→ **What you will do**:
#1 In the HIV project abstract, over what period will Louisiana abstract the early and late HIV diagnoses reported to the state eHARS surveillance system?
#2 Name every party that the HIV project abstract says will collaborate to offer the brief behavioral survey to newly identified HIV cases.
#3 Translate this sentence from the HIV project abstract into Spanish: "Ultimately this work should uncover valuable information on reasons behind early and late stage testing as well as PrEP unwillingness and inform development of new evidence-based interventions."

→ **Excerpt to read**:
== Segment start ==

Louisiana’s Enhanced Surveillance of Persons with Early and Late HIV Diagnosis to Understand System and Individual Factors Associated with New Infection and Delayed Testing
Project Abstract Summary
While we now have the tools to eliminate HIV within the United States, newly diagnosed cases still persist and represent potential missed opportunities of HIV prevention. Reasons for individual and system level barriers and facilitators of late testing as well as use of new biomedical prevention tools such as PrEP remain largely unknown. While other systems such as CDCs Medical Monitoring Project also examine some of these factors, they do not focus on new acute and late stage diagnoses and thus create a need for an additional supplemental system. The purpose of the current study then, is to create and implement a new system, the Louisiana Assessment of Persons Presenting with Early and Late Stage HIV Diagnoses (LA-APPEALS) study, to examine the factors associated with new acute and late stage HIV diagnoses nationally and in Louisiana.
The Louisiana STD/HIV/Hepatitis Program (SHHP), the CDC, and a CDC contracted group of interviewers will collaborate to offer all newly identified HIV cases who present with either Stage 0 (i.e. acute) or Stage 3 (i.e. AIDS at time of diagnosis) HIV a brief behavioral survey about these individual and system level barriers and facilitators to HIV testing and access. Louisiana will abstract all early and late HIV diagnoses reported to the state eHARS surveillance system within the most recent 12 months and attempt to recruit and consent eligible individuals for participation in the survey. A later survey event will then be scheduled remotely by SHHP with the participant and administered the CDC contractor, who will remain blind to all identifying information and thus maintain participant anonymity.
Ultimately this work should uncover valuable information on reasons behind early and late stage testing as well as PrEP unwillingness and inform development of new evidence-based interventions. By providing valuable and needed data on these populations, this project will ultimately lead to improvements in HIV prevention, treatment and testing services and thus reduce the spread of HIV both locally and nationally.

== Segment end ==

→ **Dataset**:
== Segment start ==

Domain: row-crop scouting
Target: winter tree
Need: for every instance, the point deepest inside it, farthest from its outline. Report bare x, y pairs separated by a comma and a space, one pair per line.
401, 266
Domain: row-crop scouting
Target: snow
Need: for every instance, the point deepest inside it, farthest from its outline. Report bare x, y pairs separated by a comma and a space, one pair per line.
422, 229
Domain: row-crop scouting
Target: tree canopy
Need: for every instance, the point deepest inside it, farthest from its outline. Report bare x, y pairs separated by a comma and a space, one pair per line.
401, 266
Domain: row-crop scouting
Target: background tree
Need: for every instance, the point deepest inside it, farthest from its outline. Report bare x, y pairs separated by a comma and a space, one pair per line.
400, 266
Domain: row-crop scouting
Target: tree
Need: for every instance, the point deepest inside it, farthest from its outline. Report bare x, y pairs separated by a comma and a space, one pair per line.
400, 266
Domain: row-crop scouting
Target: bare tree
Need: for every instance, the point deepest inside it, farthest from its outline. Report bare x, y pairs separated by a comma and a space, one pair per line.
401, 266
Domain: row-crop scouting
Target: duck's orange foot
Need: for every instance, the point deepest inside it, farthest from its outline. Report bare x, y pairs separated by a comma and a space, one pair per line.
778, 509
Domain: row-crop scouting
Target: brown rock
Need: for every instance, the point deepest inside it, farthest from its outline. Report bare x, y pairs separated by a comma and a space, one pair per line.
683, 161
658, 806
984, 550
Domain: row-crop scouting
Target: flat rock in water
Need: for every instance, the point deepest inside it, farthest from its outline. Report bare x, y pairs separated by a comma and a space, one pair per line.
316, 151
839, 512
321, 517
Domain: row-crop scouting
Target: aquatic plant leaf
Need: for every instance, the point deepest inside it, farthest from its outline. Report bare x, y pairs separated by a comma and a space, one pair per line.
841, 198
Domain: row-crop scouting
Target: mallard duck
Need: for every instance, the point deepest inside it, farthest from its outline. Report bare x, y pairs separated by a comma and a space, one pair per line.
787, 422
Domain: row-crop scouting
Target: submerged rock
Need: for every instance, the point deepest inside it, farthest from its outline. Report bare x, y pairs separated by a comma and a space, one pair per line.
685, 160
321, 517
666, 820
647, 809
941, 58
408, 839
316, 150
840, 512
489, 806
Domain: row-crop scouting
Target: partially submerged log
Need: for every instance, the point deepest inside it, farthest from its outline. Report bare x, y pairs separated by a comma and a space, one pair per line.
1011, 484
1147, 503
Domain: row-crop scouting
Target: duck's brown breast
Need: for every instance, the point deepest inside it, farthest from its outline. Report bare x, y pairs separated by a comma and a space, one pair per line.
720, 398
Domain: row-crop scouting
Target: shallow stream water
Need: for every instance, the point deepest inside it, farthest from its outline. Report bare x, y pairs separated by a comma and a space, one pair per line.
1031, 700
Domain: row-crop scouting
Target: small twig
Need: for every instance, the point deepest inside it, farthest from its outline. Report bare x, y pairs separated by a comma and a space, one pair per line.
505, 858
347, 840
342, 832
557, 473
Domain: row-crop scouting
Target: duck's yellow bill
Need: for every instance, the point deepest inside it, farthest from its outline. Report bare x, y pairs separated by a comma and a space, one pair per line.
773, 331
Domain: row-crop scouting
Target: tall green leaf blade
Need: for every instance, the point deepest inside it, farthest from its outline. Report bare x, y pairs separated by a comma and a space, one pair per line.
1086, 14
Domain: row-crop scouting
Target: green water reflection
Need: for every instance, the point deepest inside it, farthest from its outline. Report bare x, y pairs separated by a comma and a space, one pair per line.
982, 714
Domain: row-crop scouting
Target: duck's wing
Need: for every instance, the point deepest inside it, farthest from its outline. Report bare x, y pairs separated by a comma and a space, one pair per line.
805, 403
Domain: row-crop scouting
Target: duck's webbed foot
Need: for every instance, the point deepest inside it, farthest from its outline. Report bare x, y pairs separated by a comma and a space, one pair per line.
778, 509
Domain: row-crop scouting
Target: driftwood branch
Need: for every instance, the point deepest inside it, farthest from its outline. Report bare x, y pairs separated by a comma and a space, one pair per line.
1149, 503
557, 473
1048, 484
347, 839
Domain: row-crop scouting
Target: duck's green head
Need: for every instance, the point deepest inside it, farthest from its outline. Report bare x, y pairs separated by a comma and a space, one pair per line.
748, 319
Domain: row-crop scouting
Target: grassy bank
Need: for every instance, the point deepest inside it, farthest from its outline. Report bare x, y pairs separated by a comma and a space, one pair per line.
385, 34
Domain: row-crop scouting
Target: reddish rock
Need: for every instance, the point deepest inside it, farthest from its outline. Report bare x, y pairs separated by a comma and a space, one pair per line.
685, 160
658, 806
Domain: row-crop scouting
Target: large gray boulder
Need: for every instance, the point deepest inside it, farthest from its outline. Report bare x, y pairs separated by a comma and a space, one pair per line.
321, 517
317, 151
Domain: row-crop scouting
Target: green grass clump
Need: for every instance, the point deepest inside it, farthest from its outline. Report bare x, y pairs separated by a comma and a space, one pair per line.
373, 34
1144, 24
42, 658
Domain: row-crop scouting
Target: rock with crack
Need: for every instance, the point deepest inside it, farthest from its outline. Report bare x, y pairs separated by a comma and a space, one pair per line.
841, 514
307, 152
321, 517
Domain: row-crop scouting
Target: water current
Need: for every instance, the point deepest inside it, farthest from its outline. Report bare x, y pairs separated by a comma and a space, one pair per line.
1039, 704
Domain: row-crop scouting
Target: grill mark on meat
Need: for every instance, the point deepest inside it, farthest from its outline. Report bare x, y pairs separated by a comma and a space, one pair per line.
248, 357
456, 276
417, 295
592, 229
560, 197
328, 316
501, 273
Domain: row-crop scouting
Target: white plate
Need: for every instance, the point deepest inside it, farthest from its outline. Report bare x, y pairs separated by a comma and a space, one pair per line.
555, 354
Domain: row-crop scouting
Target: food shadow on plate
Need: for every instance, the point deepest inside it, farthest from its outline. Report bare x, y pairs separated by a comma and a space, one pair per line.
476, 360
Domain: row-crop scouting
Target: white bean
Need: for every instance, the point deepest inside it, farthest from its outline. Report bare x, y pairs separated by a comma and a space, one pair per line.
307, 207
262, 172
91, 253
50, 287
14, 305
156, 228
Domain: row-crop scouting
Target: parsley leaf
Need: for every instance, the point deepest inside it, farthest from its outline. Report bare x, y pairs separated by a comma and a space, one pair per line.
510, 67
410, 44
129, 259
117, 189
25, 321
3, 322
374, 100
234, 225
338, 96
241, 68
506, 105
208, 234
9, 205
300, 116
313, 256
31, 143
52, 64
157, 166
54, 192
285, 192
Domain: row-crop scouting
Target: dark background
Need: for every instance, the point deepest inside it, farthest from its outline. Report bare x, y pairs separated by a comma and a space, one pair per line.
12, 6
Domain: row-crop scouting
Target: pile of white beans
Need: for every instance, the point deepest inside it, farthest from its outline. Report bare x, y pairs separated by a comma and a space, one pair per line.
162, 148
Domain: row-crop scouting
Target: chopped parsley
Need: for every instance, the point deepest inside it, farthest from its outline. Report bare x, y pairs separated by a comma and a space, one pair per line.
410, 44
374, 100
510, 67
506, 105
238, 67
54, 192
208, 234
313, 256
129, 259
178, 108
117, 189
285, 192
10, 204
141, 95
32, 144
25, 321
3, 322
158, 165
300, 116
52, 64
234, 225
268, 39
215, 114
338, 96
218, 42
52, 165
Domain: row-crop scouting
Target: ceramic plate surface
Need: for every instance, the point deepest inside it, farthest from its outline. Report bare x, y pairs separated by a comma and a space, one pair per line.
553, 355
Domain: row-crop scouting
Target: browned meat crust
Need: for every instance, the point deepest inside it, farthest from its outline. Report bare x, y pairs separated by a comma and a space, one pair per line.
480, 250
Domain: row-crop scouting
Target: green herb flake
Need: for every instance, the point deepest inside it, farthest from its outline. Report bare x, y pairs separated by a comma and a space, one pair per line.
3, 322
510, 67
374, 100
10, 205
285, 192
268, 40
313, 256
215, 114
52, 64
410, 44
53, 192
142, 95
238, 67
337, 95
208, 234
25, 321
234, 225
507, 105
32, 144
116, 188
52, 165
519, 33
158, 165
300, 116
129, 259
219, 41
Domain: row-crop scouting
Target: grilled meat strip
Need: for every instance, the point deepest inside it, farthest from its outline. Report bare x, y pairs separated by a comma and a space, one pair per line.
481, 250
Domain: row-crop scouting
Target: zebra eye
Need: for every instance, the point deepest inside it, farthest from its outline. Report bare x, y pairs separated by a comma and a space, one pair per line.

== Segment end ==

→ **Task-by-task solutions**:
#1 The most recent 12 months.

#2
- The Louisiana STD/HIV/Hepatitis Program (SHHP)
- The CDC
- A CDC contracted group of interviewers

#3 En última instancia, este trabajo debería revelar información valiosa sobre las razones detrás de las pruebas en etapa temprana y tardía, así como de la falta de disposición a usar la PrEP, y orientar el desarrollo de nuevas intervenciones basadas en evidencia.